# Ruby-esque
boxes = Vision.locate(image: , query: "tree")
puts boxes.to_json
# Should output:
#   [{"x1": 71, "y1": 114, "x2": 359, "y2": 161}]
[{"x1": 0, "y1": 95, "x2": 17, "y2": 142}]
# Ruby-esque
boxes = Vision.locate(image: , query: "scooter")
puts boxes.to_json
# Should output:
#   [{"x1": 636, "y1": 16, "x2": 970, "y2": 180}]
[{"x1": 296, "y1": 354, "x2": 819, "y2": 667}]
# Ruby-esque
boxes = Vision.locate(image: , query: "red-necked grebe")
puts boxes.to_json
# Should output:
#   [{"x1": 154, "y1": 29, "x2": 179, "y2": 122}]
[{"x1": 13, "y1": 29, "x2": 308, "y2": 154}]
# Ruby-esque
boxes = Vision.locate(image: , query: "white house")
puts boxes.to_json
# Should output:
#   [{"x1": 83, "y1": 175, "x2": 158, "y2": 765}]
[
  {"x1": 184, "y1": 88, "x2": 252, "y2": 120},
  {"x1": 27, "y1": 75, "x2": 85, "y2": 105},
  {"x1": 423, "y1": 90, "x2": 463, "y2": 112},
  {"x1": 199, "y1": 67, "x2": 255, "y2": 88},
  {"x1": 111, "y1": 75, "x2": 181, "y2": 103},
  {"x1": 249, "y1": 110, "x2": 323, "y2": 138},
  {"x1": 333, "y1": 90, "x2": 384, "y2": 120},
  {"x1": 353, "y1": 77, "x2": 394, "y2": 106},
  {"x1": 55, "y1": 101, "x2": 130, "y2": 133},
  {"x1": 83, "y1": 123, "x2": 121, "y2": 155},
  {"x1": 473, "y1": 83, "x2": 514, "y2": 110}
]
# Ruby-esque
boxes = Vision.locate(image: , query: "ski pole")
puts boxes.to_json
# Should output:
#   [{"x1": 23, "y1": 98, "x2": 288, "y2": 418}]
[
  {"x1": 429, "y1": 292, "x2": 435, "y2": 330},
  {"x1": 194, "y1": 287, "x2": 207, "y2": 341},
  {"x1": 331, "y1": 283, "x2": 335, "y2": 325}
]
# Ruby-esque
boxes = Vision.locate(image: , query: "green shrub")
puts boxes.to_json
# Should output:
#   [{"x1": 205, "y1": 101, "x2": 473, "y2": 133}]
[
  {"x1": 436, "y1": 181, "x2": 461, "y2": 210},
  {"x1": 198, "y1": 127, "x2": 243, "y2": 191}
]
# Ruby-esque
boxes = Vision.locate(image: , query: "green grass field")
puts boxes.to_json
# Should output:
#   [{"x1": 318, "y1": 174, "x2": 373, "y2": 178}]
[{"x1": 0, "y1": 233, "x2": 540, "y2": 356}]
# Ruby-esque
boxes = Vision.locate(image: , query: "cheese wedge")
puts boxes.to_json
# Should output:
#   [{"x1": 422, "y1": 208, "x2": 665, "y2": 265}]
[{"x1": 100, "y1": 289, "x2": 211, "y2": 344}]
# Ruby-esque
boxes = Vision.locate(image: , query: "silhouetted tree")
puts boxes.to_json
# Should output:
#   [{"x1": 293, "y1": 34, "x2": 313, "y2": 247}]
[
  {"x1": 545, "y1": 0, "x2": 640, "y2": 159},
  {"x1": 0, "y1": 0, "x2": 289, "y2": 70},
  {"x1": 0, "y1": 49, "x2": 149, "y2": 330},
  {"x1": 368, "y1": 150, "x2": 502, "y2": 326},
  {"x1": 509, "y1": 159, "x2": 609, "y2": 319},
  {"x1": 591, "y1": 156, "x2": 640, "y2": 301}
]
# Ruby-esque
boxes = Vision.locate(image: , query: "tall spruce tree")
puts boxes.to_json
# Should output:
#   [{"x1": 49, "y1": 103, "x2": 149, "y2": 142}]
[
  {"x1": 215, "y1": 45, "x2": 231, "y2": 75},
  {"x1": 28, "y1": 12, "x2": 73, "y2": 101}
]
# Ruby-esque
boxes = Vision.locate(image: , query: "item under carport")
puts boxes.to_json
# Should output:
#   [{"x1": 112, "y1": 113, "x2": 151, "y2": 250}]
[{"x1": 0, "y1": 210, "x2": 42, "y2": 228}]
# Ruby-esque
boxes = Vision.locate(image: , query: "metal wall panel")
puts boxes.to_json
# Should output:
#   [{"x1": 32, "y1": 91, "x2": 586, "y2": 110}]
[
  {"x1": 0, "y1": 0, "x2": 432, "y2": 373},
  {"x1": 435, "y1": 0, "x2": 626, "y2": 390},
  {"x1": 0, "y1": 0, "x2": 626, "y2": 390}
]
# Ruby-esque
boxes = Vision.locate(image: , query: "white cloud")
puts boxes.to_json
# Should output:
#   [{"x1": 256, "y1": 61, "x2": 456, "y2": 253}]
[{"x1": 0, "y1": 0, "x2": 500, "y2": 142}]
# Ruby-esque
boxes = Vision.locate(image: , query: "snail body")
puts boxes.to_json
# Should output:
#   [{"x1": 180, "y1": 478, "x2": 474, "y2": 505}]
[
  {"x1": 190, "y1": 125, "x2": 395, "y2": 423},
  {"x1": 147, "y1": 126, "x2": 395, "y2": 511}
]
^^^^^^^^
### THE PROBLEM
Pick out every line of the material above that contains the string "green", and copy those lines in order.

### ANSWER TO THE PROBLEM
boxes = Vision.locate(image: , query: "green shrub")
boxes = Vision.locate(image: , query: "green grass field")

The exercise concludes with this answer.